= Exercise instructions =
1 – List every dollar amount given in the EpiPen article.
2 – Please rewrite the paragraph of the EpiPen article that begins "Called to testify before a Congressional oversight committee" as a short bulleted list, keeping its main facts.

= Supplied text =
──────────

Sunday, October 23, 2016

A View FromThe Left -Expropriate the Drug Companies!-EpiPen Price Gouging

Workers Vanguard No. 1097
7 October 2016
 
Workers Vanguard No. 1097
7 October 2016
 
Expropriate the Drug Companies!-EpiPen Price Gouging

Keeping an EpiPen at hand is a matter of life and death for millions of children and adults in the U.S.—people who have severe allergies to bee stings or common foods like milk or peanuts. Available by prescription only, the auto-injectors deliver emergency doses of epinephrine (adrenaline) intended to stop anaphylactic reactions that can kill in minutes. Epinephrine has been available for a century and is dirt cheap. The pens themselves cost next to nothing to make. It stands to reason that lifesaving devices like these should be available everywhere and that a person who might die without one should not have to worry about paying. But in capitalist America, Mylan Pharmaceutical has steadily jacked up the price from about $100 when it bought the patent nine years ago to an obscene $600 for every two-pack sold today. Mylan does not actually manufacture the device itself. The San Jose Mercury News (1 October) reported that, after reverse engineering an EpiPen, two Silicon Valley engineers estimated that it would cost only $8.02 to make.

Small wonder, then, that a tidal wave of outrage has swept over the pharma parasite. Much of the anger has rightly been directed against Mylan’s cavalier CEO, Heather Bresch. The company chief has watched her personal salary rise even faster than the price of the EpiPen—Bresch draws down a cool $18 million a year. Bresch is the daughter of a West Virginia Democratic Senator; she got her first job at Mylan because of her father.

Called to testify before a Congressional oversight committee, she deadpanned: “Price and access exist in a balance, and we believe we have struck that balance.” Tell that to the people who have no health insurance or who cannot pay the astronomical out-of-pocket costs under their policies! They are left to choose between groceries, utilities or medicine for themselves and their families. Some gamble on keeping an EpiPen past the expiration date. Others resort to stocking prefilled syringes or vials of epinephrine as a substitute. Apart from the added risk of getting a dose wrong or puncturing a vein, the minutes lost in attempting to fashion a homemade injection while constricted breathing and lowered blood pressure set in could be fatal.

──────────

= Dataset extract =
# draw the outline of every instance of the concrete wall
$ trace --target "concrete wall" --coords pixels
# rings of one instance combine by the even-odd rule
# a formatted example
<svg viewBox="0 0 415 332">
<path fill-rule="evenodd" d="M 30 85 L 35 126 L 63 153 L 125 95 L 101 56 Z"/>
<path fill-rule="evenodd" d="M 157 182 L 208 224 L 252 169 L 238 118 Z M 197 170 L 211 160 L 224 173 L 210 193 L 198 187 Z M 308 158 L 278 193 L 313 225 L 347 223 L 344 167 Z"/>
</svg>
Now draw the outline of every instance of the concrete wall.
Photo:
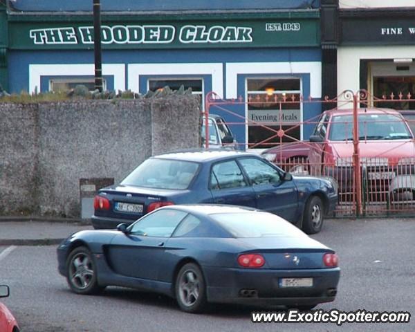
<svg viewBox="0 0 415 332">
<path fill-rule="evenodd" d="M 79 216 L 80 178 L 119 182 L 151 156 L 199 145 L 191 95 L 0 103 L 0 214 Z"/>
</svg>

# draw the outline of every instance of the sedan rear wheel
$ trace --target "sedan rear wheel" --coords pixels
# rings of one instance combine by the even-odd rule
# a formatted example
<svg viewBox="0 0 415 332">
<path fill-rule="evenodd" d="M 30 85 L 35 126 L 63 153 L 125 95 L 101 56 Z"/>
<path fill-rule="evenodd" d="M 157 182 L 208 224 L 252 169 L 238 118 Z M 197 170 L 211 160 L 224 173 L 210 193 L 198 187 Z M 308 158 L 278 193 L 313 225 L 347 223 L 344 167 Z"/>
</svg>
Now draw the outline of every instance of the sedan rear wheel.
<svg viewBox="0 0 415 332">
<path fill-rule="evenodd" d="M 307 234 L 315 234 L 322 230 L 324 206 L 320 197 L 311 197 L 306 204 L 303 217 L 303 230 Z"/>
<path fill-rule="evenodd" d="M 181 268 L 176 279 L 176 298 L 187 313 L 199 313 L 206 306 L 206 287 L 200 268 L 188 263 Z"/>
<path fill-rule="evenodd" d="M 309 311 L 311 309 L 315 308 L 317 304 L 312 304 L 310 306 L 286 306 L 287 309 L 298 309 L 300 311 Z"/>
<path fill-rule="evenodd" d="M 97 282 L 97 268 L 87 248 L 77 247 L 69 254 L 66 280 L 71 289 L 77 294 L 95 294 L 103 289 Z"/>
</svg>

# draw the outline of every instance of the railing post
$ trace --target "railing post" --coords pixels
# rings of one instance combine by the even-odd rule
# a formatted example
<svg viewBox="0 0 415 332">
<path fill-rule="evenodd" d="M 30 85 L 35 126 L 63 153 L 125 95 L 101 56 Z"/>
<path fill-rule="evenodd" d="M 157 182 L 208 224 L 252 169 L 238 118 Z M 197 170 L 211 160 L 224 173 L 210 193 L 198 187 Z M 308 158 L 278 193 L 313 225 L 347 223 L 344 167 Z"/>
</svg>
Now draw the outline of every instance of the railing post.
<svg viewBox="0 0 415 332">
<path fill-rule="evenodd" d="M 205 116 L 205 149 L 209 149 L 209 109 L 210 108 L 210 99 L 212 92 L 206 93 L 205 98 L 205 111 L 202 112 Z"/>
<path fill-rule="evenodd" d="M 358 118 L 358 98 L 360 93 L 353 95 L 353 165 L 356 198 L 356 216 L 362 214 L 362 177 L 360 172 L 360 151 L 359 150 L 359 121 Z"/>
</svg>

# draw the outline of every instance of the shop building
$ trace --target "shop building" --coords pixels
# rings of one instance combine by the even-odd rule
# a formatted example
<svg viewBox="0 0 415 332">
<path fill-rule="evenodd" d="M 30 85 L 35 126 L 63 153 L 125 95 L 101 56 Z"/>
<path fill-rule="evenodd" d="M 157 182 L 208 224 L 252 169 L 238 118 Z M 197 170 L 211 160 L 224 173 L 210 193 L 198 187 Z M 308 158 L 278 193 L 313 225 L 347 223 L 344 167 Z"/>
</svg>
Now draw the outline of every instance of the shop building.
<svg viewBox="0 0 415 332">
<path fill-rule="evenodd" d="M 78 84 L 93 89 L 91 1 L 8 3 L 0 11 L 0 25 L 6 26 L 0 33 L 0 82 L 5 89 L 33 93 Z M 321 113 L 321 105 L 299 102 L 300 96 L 322 97 L 318 1 L 102 0 L 101 10 L 106 89 L 144 94 L 184 85 L 201 96 L 202 108 L 210 91 L 227 100 L 295 95 L 299 102 L 278 118 L 284 126 Z M 278 114 L 275 107 L 248 109 L 246 103 L 232 111 L 269 122 Z M 230 113 L 221 115 L 231 122 L 243 122 Z M 260 126 L 232 127 L 243 143 L 273 133 Z M 306 139 L 312 127 L 301 124 L 293 136 Z"/>
<path fill-rule="evenodd" d="M 376 102 L 415 96 L 414 17 L 411 0 L 323 0 L 322 45 L 331 59 L 323 55 L 323 94 L 364 89 L 371 106 L 415 109 L 412 102 Z"/>
</svg>

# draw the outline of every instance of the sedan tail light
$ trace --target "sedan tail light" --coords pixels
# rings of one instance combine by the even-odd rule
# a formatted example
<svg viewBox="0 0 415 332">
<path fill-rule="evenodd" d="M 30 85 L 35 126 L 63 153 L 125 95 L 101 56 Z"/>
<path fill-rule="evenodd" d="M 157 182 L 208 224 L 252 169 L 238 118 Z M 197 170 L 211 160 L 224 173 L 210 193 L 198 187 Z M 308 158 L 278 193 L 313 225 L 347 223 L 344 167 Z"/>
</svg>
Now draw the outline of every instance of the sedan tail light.
<svg viewBox="0 0 415 332">
<path fill-rule="evenodd" d="M 260 268 L 265 264 L 265 259 L 259 254 L 243 254 L 238 257 L 238 264 L 243 268 Z"/>
<path fill-rule="evenodd" d="M 109 210 L 109 200 L 102 196 L 95 196 L 93 199 L 93 208 L 95 210 Z"/>
<path fill-rule="evenodd" d="M 173 202 L 154 202 L 149 204 L 147 206 L 147 213 L 151 212 L 151 211 L 154 211 L 162 206 L 168 206 L 168 205 L 174 205 L 174 203 Z"/>
<path fill-rule="evenodd" d="M 326 266 L 336 268 L 339 265 L 339 257 L 336 254 L 324 254 L 323 263 Z"/>
</svg>

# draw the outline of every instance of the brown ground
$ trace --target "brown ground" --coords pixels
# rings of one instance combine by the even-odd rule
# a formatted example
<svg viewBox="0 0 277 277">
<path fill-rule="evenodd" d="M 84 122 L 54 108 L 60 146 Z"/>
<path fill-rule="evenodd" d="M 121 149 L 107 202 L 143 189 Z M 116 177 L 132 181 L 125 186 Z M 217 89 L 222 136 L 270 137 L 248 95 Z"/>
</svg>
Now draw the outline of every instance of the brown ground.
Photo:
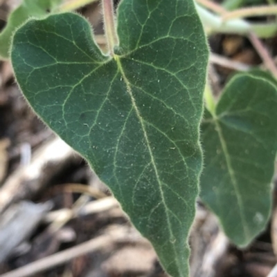
<svg viewBox="0 0 277 277">
<path fill-rule="evenodd" d="M 5 19 L 16 2 L 0 1 L 0 18 Z M 82 12 L 100 34 L 97 7 Z M 0 21 L 0 28 L 4 23 Z M 277 37 L 263 43 L 276 57 Z M 212 52 L 229 61 L 262 62 L 242 37 L 217 35 L 210 44 Z M 9 62 L 0 66 L 0 276 L 166 276 L 151 245 L 130 225 L 105 186 L 28 107 Z M 224 67 L 211 64 L 215 93 L 233 72 L 228 62 Z M 199 203 L 190 238 L 192 277 L 267 276 L 276 263 L 276 218 L 274 212 L 267 230 L 241 251 L 229 244 Z M 72 247 L 77 248 L 66 251 Z M 57 253 L 64 261 L 55 265 Z M 26 265 L 30 267 L 22 267 Z"/>
</svg>

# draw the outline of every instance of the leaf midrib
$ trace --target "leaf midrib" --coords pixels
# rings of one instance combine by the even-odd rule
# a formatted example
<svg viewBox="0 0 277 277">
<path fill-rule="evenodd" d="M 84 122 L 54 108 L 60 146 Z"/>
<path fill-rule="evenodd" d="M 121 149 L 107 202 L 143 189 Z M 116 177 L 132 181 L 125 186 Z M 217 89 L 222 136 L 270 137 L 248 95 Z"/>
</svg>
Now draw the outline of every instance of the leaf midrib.
<svg viewBox="0 0 277 277">
<path fill-rule="evenodd" d="M 150 155 L 151 163 L 152 163 L 152 164 L 153 166 L 154 171 L 155 175 L 156 175 L 156 178 L 157 178 L 157 182 L 158 182 L 158 184 L 159 184 L 159 191 L 160 195 L 161 195 L 161 201 L 163 203 L 163 206 L 165 207 L 166 221 L 167 221 L 168 225 L 169 227 L 169 228 L 168 228 L 168 229 L 169 229 L 169 235 L 170 235 L 170 240 L 171 241 L 171 240 L 175 239 L 175 237 L 174 237 L 174 235 L 173 235 L 173 233 L 172 233 L 172 227 L 171 222 L 170 222 L 170 216 L 169 216 L 169 213 L 168 213 L 169 208 L 168 207 L 168 205 L 166 204 L 166 199 L 165 199 L 165 197 L 164 197 L 163 191 L 162 188 L 161 188 L 162 184 L 161 183 L 161 181 L 160 181 L 160 178 L 159 178 L 159 173 L 158 173 L 158 169 L 157 169 L 157 166 L 156 166 L 154 155 L 153 155 L 153 153 L 152 151 L 151 146 L 150 146 L 150 140 L 148 139 L 148 133 L 147 133 L 147 131 L 146 131 L 146 129 L 145 129 L 145 124 L 143 123 L 143 117 L 141 115 L 141 113 L 140 113 L 140 111 L 138 110 L 138 106 L 136 106 L 136 104 L 135 98 L 134 98 L 134 95 L 132 94 L 132 89 L 131 89 L 131 86 L 130 86 L 130 82 L 128 80 L 128 79 L 127 78 L 127 76 L 126 76 L 126 75 L 125 75 L 125 73 L 124 72 L 123 68 L 122 66 L 122 64 L 121 64 L 121 62 L 120 62 L 120 57 L 118 56 L 118 55 L 115 55 L 114 57 L 114 59 L 116 60 L 116 61 L 117 63 L 119 71 L 122 74 L 123 80 L 124 80 L 124 82 L 125 82 L 125 83 L 126 84 L 127 92 L 127 93 L 129 94 L 129 97 L 131 98 L 132 104 L 132 106 L 133 106 L 133 107 L 134 108 L 134 111 L 136 112 L 136 116 L 137 116 L 137 117 L 138 117 L 138 119 L 139 120 L 139 122 L 140 122 L 140 124 L 141 125 L 141 128 L 142 128 L 143 133 L 143 136 L 144 136 L 144 138 L 145 140 L 146 145 L 147 145 L 147 147 L 148 149 L 149 153 L 150 153 Z M 173 247 L 172 249 L 173 249 L 173 251 L 174 251 L 175 255 L 175 260 L 176 260 L 176 262 L 178 265 L 178 271 L 179 271 L 179 276 L 182 276 L 183 274 L 180 271 L 180 269 L 182 267 L 182 266 L 181 266 L 181 265 L 180 265 L 179 260 L 177 258 L 179 255 L 176 251 L 175 247 Z"/>
<path fill-rule="evenodd" d="M 235 171 L 233 169 L 228 147 L 227 147 L 227 145 L 226 145 L 226 143 L 225 141 L 225 138 L 223 135 L 222 130 L 220 124 L 220 119 L 219 117 L 217 117 L 215 114 L 212 114 L 212 116 L 214 120 L 214 122 L 215 124 L 215 130 L 217 131 L 217 132 L 218 133 L 218 137 L 220 138 L 220 144 L 221 144 L 221 146 L 222 149 L 224 156 L 225 157 L 226 164 L 227 165 L 228 171 L 229 173 L 231 182 L 234 188 L 235 196 L 238 200 L 238 206 L 240 208 L 240 218 L 243 222 L 242 228 L 244 231 L 244 235 L 247 238 L 251 238 L 251 235 L 249 233 L 249 230 L 247 227 L 247 222 L 244 217 L 244 213 L 242 212 L 244 210 L 244 205 L 242 203 L 242 200 L 240 197 L 240 189 L 238 187 L 237 179 L 235 178 Z"/>
</svg>

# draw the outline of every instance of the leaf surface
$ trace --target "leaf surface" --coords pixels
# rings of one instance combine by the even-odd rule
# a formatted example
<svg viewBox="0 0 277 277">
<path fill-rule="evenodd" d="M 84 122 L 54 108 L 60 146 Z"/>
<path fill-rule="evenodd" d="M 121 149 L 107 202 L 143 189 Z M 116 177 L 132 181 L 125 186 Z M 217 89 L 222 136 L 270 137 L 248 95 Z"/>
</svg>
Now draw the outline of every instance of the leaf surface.
<svg viewBox="0 0 277 277">
<path fill-rule="evenodd" d="M 202 169 L 208 50 L 193 1 L 125 0 L 120 46 L 103 55 L 80 16 L 30 20 L 14 37 L 17 79 L 34 110 L 82 154 L 173 276 Z"/>
<path fill-rule="evenodd" d="M 277 90 L 238 75 L 202 125 L 204 169 L 201 197 L 229 238 L 249 245 L 265 227 L 277 151 Z"/>
<path fill-rule="evenodd" d="M 7 25 L 0 34 L 0 58 L 8 59 L 12 35 L 15 30 L 32 17 L 45 17 L 62 0 L 23 0 L 8 18 Z"/>
</svg>

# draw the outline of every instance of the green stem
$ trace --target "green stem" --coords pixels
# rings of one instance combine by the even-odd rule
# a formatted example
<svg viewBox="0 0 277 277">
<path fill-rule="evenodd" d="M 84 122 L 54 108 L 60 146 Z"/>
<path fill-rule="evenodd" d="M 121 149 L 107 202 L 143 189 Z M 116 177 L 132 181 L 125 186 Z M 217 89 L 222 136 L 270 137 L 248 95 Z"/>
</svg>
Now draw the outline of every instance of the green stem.
<svg viewBox="0 0 277 277">
<path fill-rule="evenodd" d="M 54 12 L 65 12 L 78 10 L 84 6 L 96 2 L 98 0 L 71 0 L 60 5 Z"/>
<path fill-rule="evenodd" d="M 214 115 L 215 114 L 215 100 L 208 81 L 206 82 L 204 97 L 205 99 L 206 107 L 208 111 Z"/>
<path fill-rule="evenodd" d="M 235 19 L 223 21 L 220 16 L 209 12 L 195 3 L 198 15 L 205 27 L 211 28 L 211 32 L 223 32 L 247 35 L 254 32 L 260 38 L 269 38 L 277 33 L 277 24 L 251 23 L 243 19 Z"/>
<path fill-rule="evenodd" d="M 118 45 L 114 14 L 114 1 L 113 0 L 102 0 L 102 4 L 104 15 L 104 29 L 108 50 L 109 55 L 114 56 L 114 47 Z"/>
</svg>

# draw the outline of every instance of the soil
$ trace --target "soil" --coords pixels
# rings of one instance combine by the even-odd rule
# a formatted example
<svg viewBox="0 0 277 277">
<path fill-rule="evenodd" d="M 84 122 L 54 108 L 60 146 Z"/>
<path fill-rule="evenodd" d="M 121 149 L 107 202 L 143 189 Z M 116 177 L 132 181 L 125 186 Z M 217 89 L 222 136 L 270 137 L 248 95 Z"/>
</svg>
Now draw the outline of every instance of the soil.
<svg viewBox="0 0 277 277">
<path fill-rule="evenodd" d="M 0 28 L 17 2 L 0 1 Z M 100 35 L 99 8 L 95 3 L 79 12 Z M 276 57 L 277 37 L 262 42 Z M 230 61 L 254 66 L 262 63 L 246 37 L 217 34 L 209 43 L 212 52 Z M 234 74 L 231 68 L 211 64 L 215 95 Z M 152 246 L 134 229 L 105 185 L 28 106 L 9 61 L 0 64 L 0 276 L 167 276 Z M 228 241 L 199 202 L 190 239 L 191 276 L 267 276 L 276 263 L 276 211 L 266 230 L 242 250 Z M 81 250 L 74 248 L 80 245 Z M 72 249 L 80 254 L 70 258 L 66 251 Z M 55 265 L 57 254 L 64 260 Z M 36 264 L 39 260 L 42 263 Z M 32 265 L 28 271 L 26 267 Z"/>
</svg>

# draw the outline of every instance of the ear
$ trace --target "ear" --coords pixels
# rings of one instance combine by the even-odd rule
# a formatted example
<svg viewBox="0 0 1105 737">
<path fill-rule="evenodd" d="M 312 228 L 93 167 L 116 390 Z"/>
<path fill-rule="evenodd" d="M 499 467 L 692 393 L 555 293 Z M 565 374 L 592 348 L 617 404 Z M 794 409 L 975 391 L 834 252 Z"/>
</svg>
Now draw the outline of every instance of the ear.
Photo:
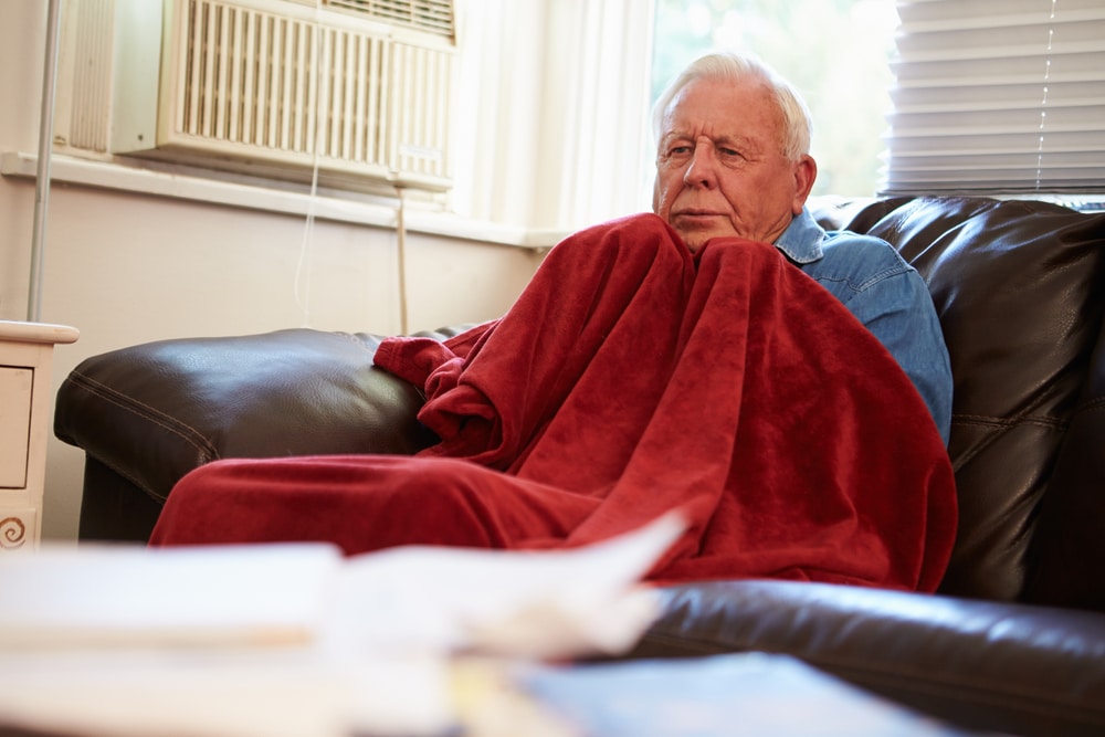
<svg viewBox="0 0 1105 737">
<path fill-rule="evenodd" d="M 796 215 L 801 213 L 817 178 L 818 162 L 813 160 L 812 156 L 806 154 L 794 162 L 794 201 L 790 209 Z"/>
</svg>

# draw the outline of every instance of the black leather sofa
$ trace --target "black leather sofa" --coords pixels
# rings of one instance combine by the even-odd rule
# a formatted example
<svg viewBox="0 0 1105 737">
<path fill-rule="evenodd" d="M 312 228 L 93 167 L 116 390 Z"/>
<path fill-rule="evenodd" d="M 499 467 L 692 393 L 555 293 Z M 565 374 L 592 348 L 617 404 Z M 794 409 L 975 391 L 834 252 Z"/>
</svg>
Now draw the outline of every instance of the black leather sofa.
<svg viewBox="0 0 1105 737">
<path fill-rule="evenodd" d="M 932 289 L 956 391 L 947 576 L 936 596 L 665 588 L 629 656 L 789 653 L 967 728 L 1105 734 L 1105 213 L 986 198 L 811 208 L 893 243 Z M 290 329 L 85 360 L 54 429 L 86 453 L 81 538 L 145 540 L 175 482 L 215 459 L 432 442 L 419 391 L 372 368 L 379 340 Z"/>
</svg>

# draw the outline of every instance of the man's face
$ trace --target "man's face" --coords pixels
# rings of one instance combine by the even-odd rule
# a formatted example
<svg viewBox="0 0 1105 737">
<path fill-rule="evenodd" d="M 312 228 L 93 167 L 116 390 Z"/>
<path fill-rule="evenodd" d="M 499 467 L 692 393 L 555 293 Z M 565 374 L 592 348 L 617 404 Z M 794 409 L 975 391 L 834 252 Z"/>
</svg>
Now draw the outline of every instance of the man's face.
<svg viewBox="0 0 1105 737">
<path fill-rule="evenodd" d="M 817 176 L 782 155 L 782 114 L 758 80 L 698 80 L 664 113 L 653 210 L 692 251 L 712 238 L 774 243 Z"/>
</svg>

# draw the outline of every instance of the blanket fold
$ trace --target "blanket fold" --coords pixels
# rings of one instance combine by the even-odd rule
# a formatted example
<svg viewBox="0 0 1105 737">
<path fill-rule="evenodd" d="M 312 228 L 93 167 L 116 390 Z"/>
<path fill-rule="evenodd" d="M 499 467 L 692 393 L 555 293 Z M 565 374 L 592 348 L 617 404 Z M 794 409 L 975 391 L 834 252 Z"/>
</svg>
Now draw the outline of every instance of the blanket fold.
<svg viewBox="0 0 1105 737">
<path fill-rule="evenodd" d="M 934 590 L 947 565 L 955 485 L 924 401 L 770 244 L 692 254 L 655 215 L 604 223 L 558 244 L 502 318 L 390 338 L 375 360 L 424 387 L 440 443 L 204 466 L 152 541 L 555 548 L 680 507 L 688 528 L 654 581 Z"/>
</svg>

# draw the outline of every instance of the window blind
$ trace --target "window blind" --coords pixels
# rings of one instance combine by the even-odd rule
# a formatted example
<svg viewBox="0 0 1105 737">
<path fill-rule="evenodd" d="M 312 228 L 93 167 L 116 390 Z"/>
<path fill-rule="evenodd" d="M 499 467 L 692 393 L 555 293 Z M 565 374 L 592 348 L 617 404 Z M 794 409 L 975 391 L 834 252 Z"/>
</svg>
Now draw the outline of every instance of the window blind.
<svg viewBox="0 0 1105 737">
<path fill-rule="evenodd" d="M 896 4 L 881 194 L 1105 192 L 1105 2 Z"/>
</svg>

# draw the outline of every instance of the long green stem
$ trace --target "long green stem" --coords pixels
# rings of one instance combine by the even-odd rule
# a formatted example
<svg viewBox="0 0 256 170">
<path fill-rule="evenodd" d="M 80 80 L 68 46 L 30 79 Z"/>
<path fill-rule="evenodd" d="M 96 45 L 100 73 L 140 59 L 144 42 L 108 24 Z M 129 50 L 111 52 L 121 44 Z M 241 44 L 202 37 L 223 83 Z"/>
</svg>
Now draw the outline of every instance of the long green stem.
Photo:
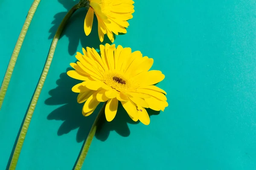
<svg viewBox="0 0 256 170">
<path fill-rule="evenodd" d="M 21 29 L 21 31 L 14 48 L 12 54 L 11 60 L 9 62 L 8 67 L 4 76 L 3 83 L 1 86 L 1 88 L 0 89 L 0 110 L 3 105 L 3 99 L 6 93 L 7 88 L 8 88 L 8 85 L 11 79 L 11 77 L 12 76 L 12 74 L 13 69 L 14 69 L 14 67 L 18 58 L 18 55 L 20 53 L 20 48 L 23 43 L 25 36 L 26 36 L 29 27 L 30 25 L 30 23 L 31 23 L 31 20 L 33 18 L 34 14 L 35 12 L 35 11 L 36 11 L 40 1 L 41 0 L 35 0 L 32 4 L 25 20 L 24 25 L 23 25 L 23 27 L 22 27 L 22 29 Z"/>
<path fill-rule="evenodd" d="M 30 104 L 30 105 L 29 106 L 28 112 L 26 115 L 24 123 L 22 126 L 20 133 L 19 136 L 19 138 L 18 139 L 18 141 L 14 150 L 14 153 L 12 159 L 12 161 L 11 162 L 10 167 L 9 168 L 9 170 L 14 170 L 15 169 L 18 162 L 18 159 L 19 159 L 19 156 L 21 150 L 21 148 L 25 139 L 25 137 L 26 136 L 28 128 L 29 128 L 29 124 L 30 123 L 31 118 L 33 115 L 35 108 L 35 105 L 37 103 L 39 95 L 41 92 L 41 91 L 42 90 L 42 88 L 44 85 L 44 83 L 45 81 L 46 76 L 48 73 L 49 68 L 50 67 L 51 63 L 52 62 L 52 60 L 53 54 L 54 54 L 54 51 L 55 51 L 55 49 L 57 45 L 57 43 L 58 42 L 61 33 L 61 32 L 62 31 L 62 30 L 63 30 L 64 26 L 66 25 L 67 21 L 71 17 L 74 12 L 75 12 L 75 11 L 76 11 L 76 10 L 77 10 L 79 8 L 79 4 L 76 4 L 70 10 L 70 11 L 68 12 L 64 17 L 63 20 L 62 20 L 61 23 L 61 24 L 57 30 L 55 35 L 53 37 L 47 60 L 44 65 L 44 68 L 43 73 L 41 75 L 40 79 L 39 79 L 39 82 L 35 90 L 35 91 L 34 94 L 34 96 L 33 96 L 31 103 Z"/>
<path fill-rule="evenodd" d="M 95 120 L 94 121 L 94 122 L 93 125 L 93 126 L 92 126 L 90 132 L 89 133 L 89 135 L 88 135 L 88 136 L 87 136 L 85 142 L 84 142 L 84 144 L 83 146 L 82 151 L 81 152 L 80 155 L 79 156 L 78 161 L 76 162 L 76 164 L 74 170 L 80 170 L 82 168 L 83 164 L 84 163 L 84 162 L 85 159 L 85 157 L 86 157 L 86 155 L 87 155 L 87 153 L 89 150 L 89 148 L 90 144 L 92 143 L 93 137 L 95 135 L 97 128 L 99 125 L 99 125 L 99 120 L 100 119 L 101 116 L 102 115 L 104 115 L 103 113 L 104 113 L 104 110 L 105 110 L 105 107 L 106 106 L 106 102 L 105 102 L 105 104 L 102 106 L 99 114 L 98 114 Z"/>
</svg>

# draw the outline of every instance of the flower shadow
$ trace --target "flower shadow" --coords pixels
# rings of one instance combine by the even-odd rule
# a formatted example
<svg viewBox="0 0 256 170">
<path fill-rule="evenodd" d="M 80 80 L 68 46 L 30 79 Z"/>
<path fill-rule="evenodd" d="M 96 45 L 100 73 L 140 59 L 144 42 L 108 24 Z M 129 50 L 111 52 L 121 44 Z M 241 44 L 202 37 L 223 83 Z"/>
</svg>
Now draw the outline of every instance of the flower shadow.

──────────

= Expected results =
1 –
$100
$600
$8.02
$18 million

2 –
- Testifying before a Congressional oversight committee, Heather Bresch said price and access exist in a balance and that the company believes it has struck that balance.
- People with no health insurance, or who cannot pay high out-of-pocket costs, must choose between groceries, utilities, or medicine.
- Some keep an EpiPen past its expiration date.
- Others stock prefilled syringes or vials of epinephrine as a substitute.
- A homemade injection risks a wrong dose or a punctured vein, and the minutes lost preparing it while breathing constricts and blood pressure drops could be fatal.